Selected excerpt:
——

Agreed. At best maybe an attribute that hints to the compiler that a polymorphic implementation is preferred, similar to how #[inline] is only a hint but not a guarantee?

The idea is to make polymorphic functions with monomorphic interfaces. The function itself works via dynamic dispatch, but the return type retains whatever type information was fed into it rather than being unsized. Kind of the opposite to the unsizing coercion; a resizing coercion.

The canonical example is fn identity<T>(it: &T) -> &T { it }; this function can have a single shared instantiation because it doesn't actually depend on the concrete type of T, but it can still promise to return the same reference it was given, and thus the caller can remember and continue using the known concrete type even though it's been passed through a function that temporarily forgot what the concrete type was.

Another trivially simple case is marker tag types which aren't utilized by the function but just forwarded unused into the return type.

This is essentially the option of treating type generics like lifetime parameters, with the cost of them acting like lifetime parameters and selecting behavior based on them being impossible. (If you want to, you'd need to pass in the specification information separately.) They're fully erased at runtime but still maintained and propagated as part of the type system.

The extent of how useful such a feature would be is a bit unclear, since the restrictions required to enable truly transparent full polymorphization of monomorphic interfaces are significant[1], but it's certainly of potential use. I have a crate (erasable) where one of its two main purposes is to assist with the implementation of polymorphic data structures.

——

Data block:
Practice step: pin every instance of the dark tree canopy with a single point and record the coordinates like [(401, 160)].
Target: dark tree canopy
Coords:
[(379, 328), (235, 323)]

——

Request A: Reproduce the part of the excerpt on polymorphic functions in Rust that begins at "The canonical example" and ends after "concrete type was.".
Request B: Carry on the excerpt on polymorphic functions in Rust from the point where it stops.
The data has no role in any of this.

Exercise result A:
The canonical example is fn identity<T>(it: &T) -> &T { it }; this function can have a single shared instantiation because it doesn't actually depend on the concrete type of T, but it can still promise to return the same reference it was given, and thus the caller can remember and continue using the known concrete type even though it's been passed through a function that temporarily forgot what the concrete type was.

Exercise result B:
  1. And even the restrictions required for nontransparent polymorphization — I've written this previously as fn f<dyn T: Trait>(_: &T) -> &T — are decently restrictive, in that the return type must be legally able to unsize from T to dyn Trait, such that it can also be "resized". ↩ī¸Ž


As far as I can tell, this is already the syntax that Rust has. If you have a function parametrized by <T>, then the type T is a parameter to the function. It could (with an appropriate ABI) always be implemented with a single function that takes T as an extra parameter. The identity function is simply a special case that makes no use of that extra parameter.

Monomorphization is an optimization. Similarly, the compiler could make two separate versions of a function that takes an i32 parameter, if it knows that function is always called with either 3 or 5.

This is same as in Standard ML. In you have a polymorphic function in Standard ML, some compilers (smlnj) will compile it to one function, while others (mlton) will compile it to multiple copies by monomorphizing.

Do you have any insight on why this optimization isn't lifted in the context of object safety?

Yes, as is polymorphization, as noted in the OP; this is about explicitly requesting polymorphization and having the compiler ensure it's possible, as opposed to the standard generics interface which, while not strictly requiring monomorphization, is heavily biased towards it via all the non object-safe options.

This is I think a bit of a simplification of the full reality.

Lifetime parameters aren't extra parameters, they're fully removed before code generation. Proper language supported polymorphization would work the same way; a single version of the function exists at the end of the semantic frontend after monomorphization. The backend is of course free to duplicate the function and devirtualize it, but the point of using the feature is for cases where having a single polymorphic path is likely beneficial and saving the backend the effort of merging functions.

This feature is fundamentally about removing capabilities from what you can do in the surface language (when using the feature) such that the compiler can offer better properties about the generated code than when you're using the unrestricted scope of generics. It's not about new capabilities nor ergonomic improvements, but more influence over the choices the compiler makes. Obviously the language can't really offer any guarantees about what code generation looks like, but it absolutely can offer the knobs to turn to influence what choices are easy to make efficiently.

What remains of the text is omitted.